- _EXERCISE TASK_:
Print, word for word, the passage of the text on Honolulu's Chinatown Historic District that begins at the words "Wo Fat Building in" and stops after the words "blend of cultures.".

- _READING TEXT_:

--

Chinatown Historic District (Honolulu)

Wo Fat Building with large windows and green tiled roof.
Wo Fat Building in the heart of the Chinatown Historic District.

Photo by Joel Bradshaw, CC0

Quick Facts

Location:
Honolulu, Hawaii
Designation:
National Register of Historic Places
OPEN TO PUBLIC:
Yes

Chinatown Historic District is a commercial and residential district in the heart of downtown Honolulu, on the Island of Oahu. With a few exceptions, the majority of the buildings in Chinatown date from after 1900, when a large fire destroyed most of the district. The Chinatown Historic District is the largest area in the city that still recalls a historic sense of time and place. The neighborhood has retained its historic buildings and its identity as a community over the years while the population has evolved to reflect a colorful blend of cultures.
 

Chinatown was established during the 1840s and 1850s, in an area along Honolulu Harbor southwest of the freshwater Nu'uanu Stream. Whaling ships arrived in Honolulu every Spring and Fall and the harbor was one of the busiest areas of the growing city. As whaling began to decline, the sugar plantations became the main industry in the islands recruiting Chinese laborers in large numbers starting in the early 1850s and signing them to 5-year contracts. After their work contracts expired, many Chinese immigrants moved to Honolulu's Chinatown to work for existing businesses or open ones of their own. As Honolulu grew, Ancient Hawaiian fishponds along the harbor area were filled in and Nu'uanu Stream was channeled at its mouth, allowing the harbor area to expand and with it Chinatown, which eventually covered 35 acres.

--

- _DATASET_:
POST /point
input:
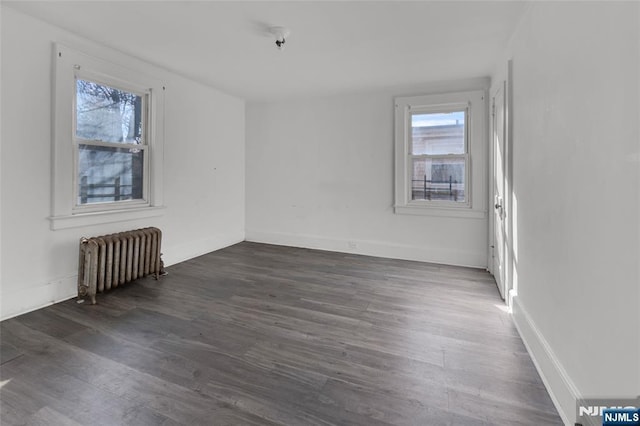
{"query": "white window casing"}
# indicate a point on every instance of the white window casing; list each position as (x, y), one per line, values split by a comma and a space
(474, 157)
(70, 65)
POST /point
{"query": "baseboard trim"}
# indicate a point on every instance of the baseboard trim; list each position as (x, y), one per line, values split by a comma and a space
(180, 253)
(33, 297)
(561, 388)
(373, 248)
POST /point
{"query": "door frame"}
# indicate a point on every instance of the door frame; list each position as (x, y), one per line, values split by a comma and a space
(505, 84)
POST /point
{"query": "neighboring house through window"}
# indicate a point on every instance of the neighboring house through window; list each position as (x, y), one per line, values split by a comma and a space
(439, 138)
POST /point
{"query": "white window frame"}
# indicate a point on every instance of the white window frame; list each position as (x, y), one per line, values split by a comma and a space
(70, 65)
(473, 103)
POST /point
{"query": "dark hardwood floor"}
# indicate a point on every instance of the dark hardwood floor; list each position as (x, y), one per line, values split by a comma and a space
(257, 334)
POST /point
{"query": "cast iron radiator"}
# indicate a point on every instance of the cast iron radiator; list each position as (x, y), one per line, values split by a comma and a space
(111, 260)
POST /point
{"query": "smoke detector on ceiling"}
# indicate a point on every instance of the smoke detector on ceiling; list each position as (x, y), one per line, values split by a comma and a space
(280, 34)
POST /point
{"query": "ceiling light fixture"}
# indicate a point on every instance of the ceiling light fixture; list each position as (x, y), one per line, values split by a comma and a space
(280, 33)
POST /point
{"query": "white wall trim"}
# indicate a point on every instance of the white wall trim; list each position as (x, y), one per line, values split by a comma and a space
(33, 297)
(99, 218)
(561, 388)
(183, 252)
(372, 248)
(30, 298)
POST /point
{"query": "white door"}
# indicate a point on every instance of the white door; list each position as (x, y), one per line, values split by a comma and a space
(499, 234)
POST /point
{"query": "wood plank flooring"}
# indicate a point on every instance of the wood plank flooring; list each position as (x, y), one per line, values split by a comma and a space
(256, 334)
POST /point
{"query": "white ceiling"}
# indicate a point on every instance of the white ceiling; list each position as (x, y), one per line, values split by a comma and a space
(337, 46)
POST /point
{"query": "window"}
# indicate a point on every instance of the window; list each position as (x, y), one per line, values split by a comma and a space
(437, 137)
(107, 148)
(109, 144)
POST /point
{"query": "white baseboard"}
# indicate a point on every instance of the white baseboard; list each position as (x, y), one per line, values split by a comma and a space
(373, 248)
(32, 297)
(561, 388)
(179, 253)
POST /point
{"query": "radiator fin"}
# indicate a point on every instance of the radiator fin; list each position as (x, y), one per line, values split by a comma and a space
(107, 261)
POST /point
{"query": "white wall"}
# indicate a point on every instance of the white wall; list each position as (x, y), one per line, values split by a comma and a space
(203, 171)
(576, 196)
(320, 175)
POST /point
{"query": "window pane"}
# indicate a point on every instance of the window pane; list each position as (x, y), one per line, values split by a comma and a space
(107, 114)
(438, 133)
(107, 174)
(438, 179)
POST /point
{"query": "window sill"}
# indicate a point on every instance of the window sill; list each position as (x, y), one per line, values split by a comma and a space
(98, 218)
(464, 213)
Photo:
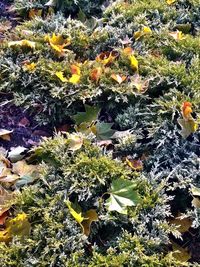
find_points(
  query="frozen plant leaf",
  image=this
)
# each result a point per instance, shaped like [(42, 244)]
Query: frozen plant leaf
[(118, 78), (134, 62), (60, 75), (103, 130), (75, 78), (6, 200), (123, 194), (90, 216), (183, 223), (75, 141), (76, 214), (85, 220), (90, 115), (5, 134), (188, 127), (180, 253), (178, 35), (17, 153), (135, 164), (27, 173)]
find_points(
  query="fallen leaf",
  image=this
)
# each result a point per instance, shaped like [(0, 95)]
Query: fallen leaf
[(28, 173), (118, 78), (134, 62), (75, 69), (103, 130), (3, 217), (178, 35), (187, 127), (90, 115), (22, 43), (6, 200), (85, 220), (17, 153), (60, 75), (145, 31), (180, 253), (75, 141), (5, 134), (106, 58), (96, 74), (183, 224), (89, 217), (135, 164), (123, 194), (170, 2), (75, 78)]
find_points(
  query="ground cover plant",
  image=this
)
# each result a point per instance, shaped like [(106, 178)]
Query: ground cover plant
[(100, 140)]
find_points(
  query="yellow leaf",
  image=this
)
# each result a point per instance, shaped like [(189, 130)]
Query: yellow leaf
[(30, 67), (178, 35), (106, 58), (58, 43), (134, 62), (22, 43), (180, 253), (170, 2), (60, 75), (5, 134), (75, 69), (118, 78), (77, 215), (75, 79), (19, 225)]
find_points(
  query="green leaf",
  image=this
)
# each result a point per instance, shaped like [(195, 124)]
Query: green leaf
[(104, 131), (123, 194), (90, 115), (188, 127)]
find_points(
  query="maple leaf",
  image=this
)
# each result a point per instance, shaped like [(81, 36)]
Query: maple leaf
[(123, 194), (5, 134)]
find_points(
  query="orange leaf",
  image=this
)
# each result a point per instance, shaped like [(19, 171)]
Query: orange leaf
[(118, 78)]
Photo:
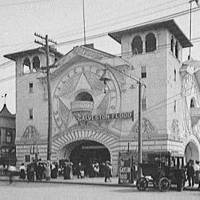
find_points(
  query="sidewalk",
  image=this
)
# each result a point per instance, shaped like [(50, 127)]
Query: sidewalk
[(98, 181), (84, 181)]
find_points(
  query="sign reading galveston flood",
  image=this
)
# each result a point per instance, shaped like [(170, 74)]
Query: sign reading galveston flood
[(124, 115)]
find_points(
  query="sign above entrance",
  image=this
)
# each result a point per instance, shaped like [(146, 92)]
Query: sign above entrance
[(124, 115)]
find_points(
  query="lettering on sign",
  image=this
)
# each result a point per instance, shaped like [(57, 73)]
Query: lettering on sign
[(125, 115)]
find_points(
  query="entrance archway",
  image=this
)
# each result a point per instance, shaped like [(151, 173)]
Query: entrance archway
[(191, 152), (77, 134), (86, 152)]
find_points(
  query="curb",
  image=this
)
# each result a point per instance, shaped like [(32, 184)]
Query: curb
[(72, 183), (89, 184)]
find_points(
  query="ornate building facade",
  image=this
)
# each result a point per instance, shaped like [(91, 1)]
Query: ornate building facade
[(170, 101)]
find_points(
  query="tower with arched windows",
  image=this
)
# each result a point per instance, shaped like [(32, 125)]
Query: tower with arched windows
[(95, 85), (155, 52)]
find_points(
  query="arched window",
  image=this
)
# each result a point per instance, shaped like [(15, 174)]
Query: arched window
[(192, 103), (176, 49), (26, 66), (174, 74), (137, 45), (150, 42), (172, 44), (36, 63), (84, 96)]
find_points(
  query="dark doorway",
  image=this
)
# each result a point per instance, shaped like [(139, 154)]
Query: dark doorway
[(89, 152)]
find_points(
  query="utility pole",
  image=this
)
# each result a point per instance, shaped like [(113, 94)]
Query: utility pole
[(84, 34), (139, 128), (190, 2), (46, 45)]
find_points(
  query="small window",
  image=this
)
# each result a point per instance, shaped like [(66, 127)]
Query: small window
[(137, 46), (175, 106), (150, 42), (192, 104), (30, 113), (176, 50), (36, 64), (8, 137), (27, 158), (143, 72), (30, 87), (26, 66), (174, 74), (144, 104), (172, 44)]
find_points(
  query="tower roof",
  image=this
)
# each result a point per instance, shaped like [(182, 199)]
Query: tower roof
[(5, 113), (169, 24)]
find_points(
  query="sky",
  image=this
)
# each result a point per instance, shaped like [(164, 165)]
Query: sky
[(62, 20)]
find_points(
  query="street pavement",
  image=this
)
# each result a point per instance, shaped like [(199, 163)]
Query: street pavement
[(48, 191)]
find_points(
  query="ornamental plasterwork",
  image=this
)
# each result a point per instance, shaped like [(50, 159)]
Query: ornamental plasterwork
[(31, 135), (196, 130), (79, 78), (175, 128), (148, 129)]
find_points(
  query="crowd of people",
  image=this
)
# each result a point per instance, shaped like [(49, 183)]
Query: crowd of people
[(38, 170), (44, 170), (193, 173)]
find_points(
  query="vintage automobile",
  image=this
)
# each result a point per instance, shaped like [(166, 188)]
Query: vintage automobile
[(162, 170)]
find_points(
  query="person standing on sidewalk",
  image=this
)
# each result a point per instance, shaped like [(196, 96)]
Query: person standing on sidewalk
[(197, 173), (108, 171), (11, 170), (22, 171), (190, 173)]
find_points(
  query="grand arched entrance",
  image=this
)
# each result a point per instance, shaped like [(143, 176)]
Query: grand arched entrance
[(96, 142), (191, 152), (86, 152)]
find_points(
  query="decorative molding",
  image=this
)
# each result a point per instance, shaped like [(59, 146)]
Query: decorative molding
[(175, 128), (148, 130), (30, 136)]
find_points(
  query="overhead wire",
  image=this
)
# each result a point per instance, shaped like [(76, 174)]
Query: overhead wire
[(22, 3), (96, 26), (95, 36)]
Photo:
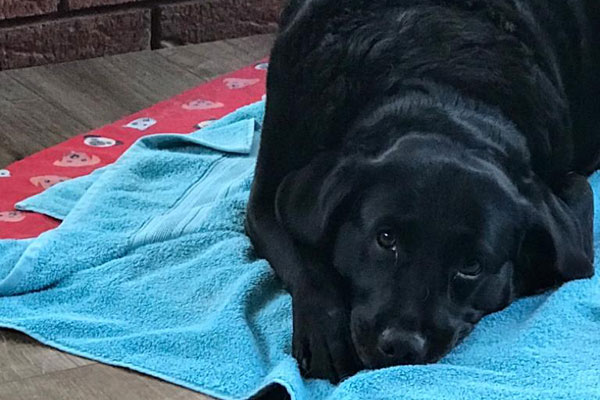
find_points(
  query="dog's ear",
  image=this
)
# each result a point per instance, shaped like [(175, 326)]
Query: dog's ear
[(558, 244), (307, 199)]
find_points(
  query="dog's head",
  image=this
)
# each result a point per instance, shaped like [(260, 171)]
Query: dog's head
[(430, 238)]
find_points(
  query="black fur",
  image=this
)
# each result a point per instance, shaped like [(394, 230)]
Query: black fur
[(423, 164)]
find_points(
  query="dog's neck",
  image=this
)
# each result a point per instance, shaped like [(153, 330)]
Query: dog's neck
[(427, 107)]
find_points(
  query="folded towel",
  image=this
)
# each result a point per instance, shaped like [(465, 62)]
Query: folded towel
[(151, 270)]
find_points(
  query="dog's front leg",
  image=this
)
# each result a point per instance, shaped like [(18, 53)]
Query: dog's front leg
[(322, 342)]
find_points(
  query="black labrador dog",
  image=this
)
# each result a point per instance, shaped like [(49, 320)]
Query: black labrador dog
[(423, 164)]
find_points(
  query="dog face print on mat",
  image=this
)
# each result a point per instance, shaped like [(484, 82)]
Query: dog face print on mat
[(47, 181), (141, 124), (77, 159), (11, 216), (202, 104), (100, 141), (239, 83)]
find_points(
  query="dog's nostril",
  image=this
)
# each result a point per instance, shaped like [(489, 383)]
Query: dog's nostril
[(402, 347), (387, 349)]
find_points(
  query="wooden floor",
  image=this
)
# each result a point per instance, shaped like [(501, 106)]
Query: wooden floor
[(43, 106)]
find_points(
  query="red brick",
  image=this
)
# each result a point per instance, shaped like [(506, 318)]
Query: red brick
[(78, 4), (26, 8), (74, 38), (208, 20)]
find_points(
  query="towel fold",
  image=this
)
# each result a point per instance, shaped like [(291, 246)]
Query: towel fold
[(151, 270)]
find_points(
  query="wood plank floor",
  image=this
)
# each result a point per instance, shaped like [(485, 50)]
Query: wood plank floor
[(43, 106)]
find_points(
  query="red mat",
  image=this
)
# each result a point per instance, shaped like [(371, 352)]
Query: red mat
[(84, 153)]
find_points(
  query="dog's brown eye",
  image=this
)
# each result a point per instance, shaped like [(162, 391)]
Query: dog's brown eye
[(471, 268), (386, 239)]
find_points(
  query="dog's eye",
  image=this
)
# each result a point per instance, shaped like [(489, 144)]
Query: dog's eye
[(386, 239), (471, 269)]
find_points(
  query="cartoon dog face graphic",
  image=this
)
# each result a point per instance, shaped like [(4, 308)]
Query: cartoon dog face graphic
[(77, 159), (202, 104), (141, 124), (47, 181), (100, 141), (239, 83)]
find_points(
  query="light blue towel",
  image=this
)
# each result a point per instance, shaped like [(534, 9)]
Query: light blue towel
[(151, 270)]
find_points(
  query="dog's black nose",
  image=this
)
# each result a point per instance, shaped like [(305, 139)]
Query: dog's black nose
[(402, 347)]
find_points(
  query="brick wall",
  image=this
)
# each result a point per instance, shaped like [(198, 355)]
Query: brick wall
[(36, 32)]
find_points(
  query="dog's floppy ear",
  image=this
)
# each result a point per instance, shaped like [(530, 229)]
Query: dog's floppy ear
[(308, 198), (558, 244)]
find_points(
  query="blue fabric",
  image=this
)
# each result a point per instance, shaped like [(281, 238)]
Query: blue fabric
[(151, 270)]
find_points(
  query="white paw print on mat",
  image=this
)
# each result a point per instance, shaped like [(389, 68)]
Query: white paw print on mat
[(239, 83), (11, 216), (100, 141), (141, 124)]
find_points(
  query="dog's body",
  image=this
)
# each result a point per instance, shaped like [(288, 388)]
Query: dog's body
[(425, 96)]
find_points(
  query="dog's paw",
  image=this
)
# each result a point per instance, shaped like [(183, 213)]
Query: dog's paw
[(321, 341)]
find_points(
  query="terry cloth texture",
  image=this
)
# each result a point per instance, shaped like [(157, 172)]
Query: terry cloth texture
[(151, 270)]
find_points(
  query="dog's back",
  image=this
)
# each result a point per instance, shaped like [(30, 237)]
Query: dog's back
[(535, 60)]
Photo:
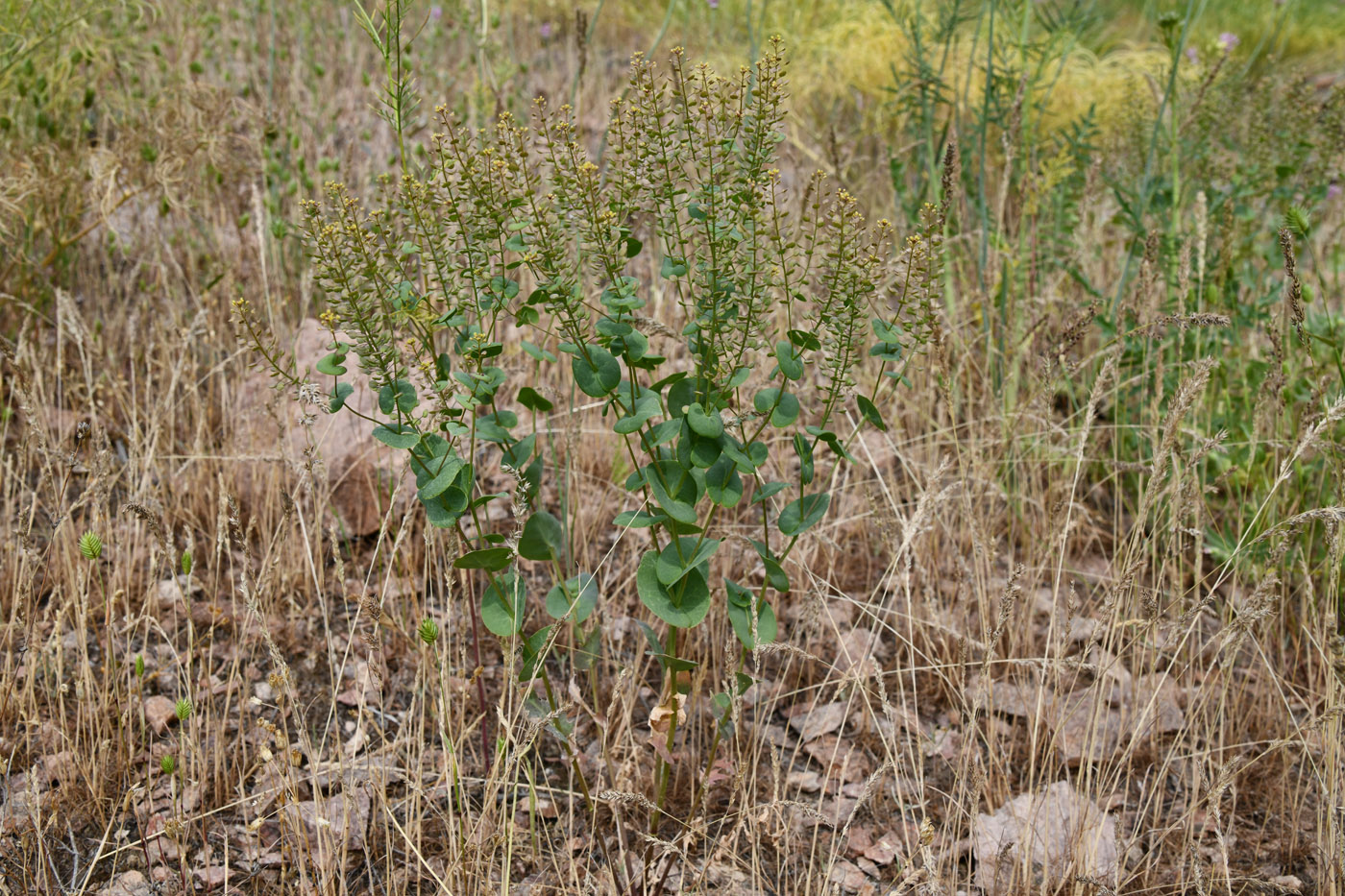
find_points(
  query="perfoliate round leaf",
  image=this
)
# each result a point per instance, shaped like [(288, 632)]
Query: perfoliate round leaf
[(683, 606)]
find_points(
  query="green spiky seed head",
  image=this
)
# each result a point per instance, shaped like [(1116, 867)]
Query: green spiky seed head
[(428, 631), (90, 545)]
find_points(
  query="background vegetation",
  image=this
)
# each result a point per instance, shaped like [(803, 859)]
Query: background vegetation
[(1092, 534)]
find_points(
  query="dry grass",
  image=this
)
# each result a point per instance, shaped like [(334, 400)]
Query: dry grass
[(1006, 593)]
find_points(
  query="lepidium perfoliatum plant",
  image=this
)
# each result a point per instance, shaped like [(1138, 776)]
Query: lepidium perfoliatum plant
[(770, 301)]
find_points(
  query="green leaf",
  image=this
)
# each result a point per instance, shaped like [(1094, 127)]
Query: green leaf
[(870, 412), (742, 617), (340, 393), (699, 451), (804, 513), (542, 539), (443, 479), (397, 435), (533, 400), (578, 593), (783, 406), (672, 267), (790, 359), (767, 490), (681, 395), (703, 424), (646, 406), (672, 566), (399, 395), (501, 604), (331, 365), (638, 520), (531, 651), (833, 442), (674, 490), (599, 373), (775, 574), (520, 452), (803, 448), (683, 606), (491, 559), (804, 339), (722, 482), (589, 650)]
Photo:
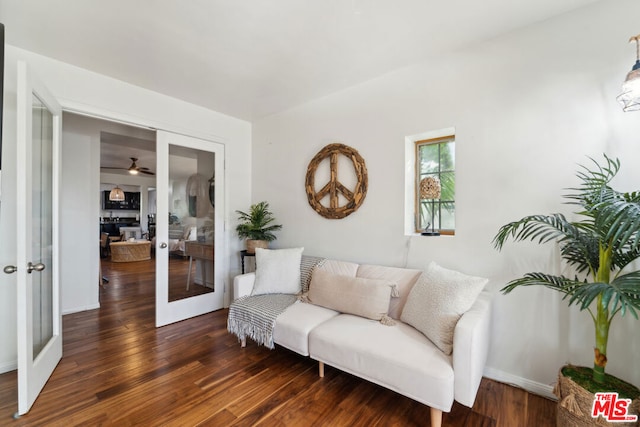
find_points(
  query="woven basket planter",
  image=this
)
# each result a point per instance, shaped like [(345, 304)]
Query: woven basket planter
[(575, 404)]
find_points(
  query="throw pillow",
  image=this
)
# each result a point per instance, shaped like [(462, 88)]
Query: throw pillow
[(438, 299), (352, 295), (277, 271)]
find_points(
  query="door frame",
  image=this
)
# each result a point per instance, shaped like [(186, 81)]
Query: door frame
[(34, 373), (173, 311), (100, 113)]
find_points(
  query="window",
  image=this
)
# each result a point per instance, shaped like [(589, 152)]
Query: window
[(435, 162)]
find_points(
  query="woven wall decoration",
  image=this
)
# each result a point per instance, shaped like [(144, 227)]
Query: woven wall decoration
[(334, 188)]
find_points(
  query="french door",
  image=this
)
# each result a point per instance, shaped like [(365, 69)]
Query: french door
[(189, 227), (39, 319)]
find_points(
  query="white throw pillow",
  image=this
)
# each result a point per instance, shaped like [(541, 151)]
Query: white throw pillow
[(277, 271), (352, 295), (438, 299)]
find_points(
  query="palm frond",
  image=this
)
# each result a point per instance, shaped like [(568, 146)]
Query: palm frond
[(622, 293), (557, 283), (542, 228)]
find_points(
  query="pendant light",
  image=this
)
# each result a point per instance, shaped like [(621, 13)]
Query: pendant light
[(116, 195), (630, 96)]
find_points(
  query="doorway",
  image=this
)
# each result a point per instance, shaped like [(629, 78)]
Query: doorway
[(118, 146)]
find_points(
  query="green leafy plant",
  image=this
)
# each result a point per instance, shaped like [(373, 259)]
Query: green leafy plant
[(257, 224), (600, 245)]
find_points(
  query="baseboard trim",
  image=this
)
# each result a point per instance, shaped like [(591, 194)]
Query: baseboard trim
[(79, 309), (534, 387), (8, 366)]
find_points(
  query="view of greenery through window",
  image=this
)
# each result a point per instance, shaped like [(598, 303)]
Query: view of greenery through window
[(436, 158)]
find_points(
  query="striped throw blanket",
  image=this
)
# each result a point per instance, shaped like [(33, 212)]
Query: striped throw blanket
[(254, 316)]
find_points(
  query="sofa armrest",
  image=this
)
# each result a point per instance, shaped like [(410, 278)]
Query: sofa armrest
[(243, 285), (470, 349)]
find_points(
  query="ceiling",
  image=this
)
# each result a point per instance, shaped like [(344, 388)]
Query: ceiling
[(252, 58)]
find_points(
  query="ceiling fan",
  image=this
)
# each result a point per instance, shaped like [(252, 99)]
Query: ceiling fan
[(134, 169)]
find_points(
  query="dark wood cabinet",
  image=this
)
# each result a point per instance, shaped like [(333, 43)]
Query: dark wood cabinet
[(131, 201)]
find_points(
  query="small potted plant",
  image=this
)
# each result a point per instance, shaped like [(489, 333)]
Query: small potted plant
[(601, 246), (257, 226)]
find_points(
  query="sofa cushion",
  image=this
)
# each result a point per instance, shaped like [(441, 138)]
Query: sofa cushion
[(343, 268), (404, 278), (277, 271), (437, 300), (291, 328), (399, 358), (355, 295)]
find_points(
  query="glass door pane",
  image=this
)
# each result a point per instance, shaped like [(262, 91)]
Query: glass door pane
[(191, 195), (42, 234)]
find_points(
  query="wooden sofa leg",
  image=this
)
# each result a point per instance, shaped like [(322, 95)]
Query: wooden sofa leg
[(436, 417)]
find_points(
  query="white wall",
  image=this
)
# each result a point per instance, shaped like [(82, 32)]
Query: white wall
[(527, 108), (82, 90)]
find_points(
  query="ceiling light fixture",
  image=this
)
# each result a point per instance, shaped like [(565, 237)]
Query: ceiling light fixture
[(133, 169), (630, 96), (116, 195)]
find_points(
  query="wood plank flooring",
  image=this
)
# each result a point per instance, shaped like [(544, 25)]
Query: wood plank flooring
[(118, 369)]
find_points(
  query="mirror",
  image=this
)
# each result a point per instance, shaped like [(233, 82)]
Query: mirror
[(191, 222)]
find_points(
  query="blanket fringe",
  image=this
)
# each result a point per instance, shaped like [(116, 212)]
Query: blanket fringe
[(387, 321), (244, 329)]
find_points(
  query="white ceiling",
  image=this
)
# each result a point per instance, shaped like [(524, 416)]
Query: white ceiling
[(252, 58)]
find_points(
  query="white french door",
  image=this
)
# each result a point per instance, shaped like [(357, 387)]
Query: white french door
[(189, 227), (39, 120)]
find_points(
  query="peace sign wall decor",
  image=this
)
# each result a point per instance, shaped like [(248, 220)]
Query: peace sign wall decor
[(335, 188)]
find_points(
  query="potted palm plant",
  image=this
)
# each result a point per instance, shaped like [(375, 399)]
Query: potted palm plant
[(600, 246), (257, 226)]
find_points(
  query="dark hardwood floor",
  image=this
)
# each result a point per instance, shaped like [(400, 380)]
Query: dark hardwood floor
[(118, 369)]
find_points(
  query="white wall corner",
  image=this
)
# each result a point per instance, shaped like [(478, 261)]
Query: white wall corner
[(9, 366), (534, 387)]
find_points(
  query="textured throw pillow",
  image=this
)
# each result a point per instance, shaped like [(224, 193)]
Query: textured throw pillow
[(277, 271), (353, 295), (438, 299)]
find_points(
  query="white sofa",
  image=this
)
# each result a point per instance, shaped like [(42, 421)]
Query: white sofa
[(397, 357)]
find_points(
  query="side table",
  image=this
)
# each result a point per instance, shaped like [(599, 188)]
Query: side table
[(244, 254)]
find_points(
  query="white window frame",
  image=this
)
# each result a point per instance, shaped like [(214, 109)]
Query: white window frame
[(410, 199)]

--

- _CORRECT ANSWER_:
Wo Fat Building in the heart of the Chinatown Historic District.

Photo by Joel Bradshaw, CC0

Quick Facts

Location:
Honolulu, Hawaii
Designation:
National Register of Historic Places
OPEN TO PUBLIC:
Yes

Chinatown Historic District is a commercial and residential district in the heart of downtown Honolulu, on the Island of Oahu. With a few exceptions, the majority of the buildings in Chinatown date from after 1900, when a large fire destroyed most of the district. The Chinatown Historic District is the largest area in the city that still recalls a historic sense of time and place. The neighborhood has retained its historic buildings and its identity as a community over the years while the population has evolved to reflect a colorful blend of cultures.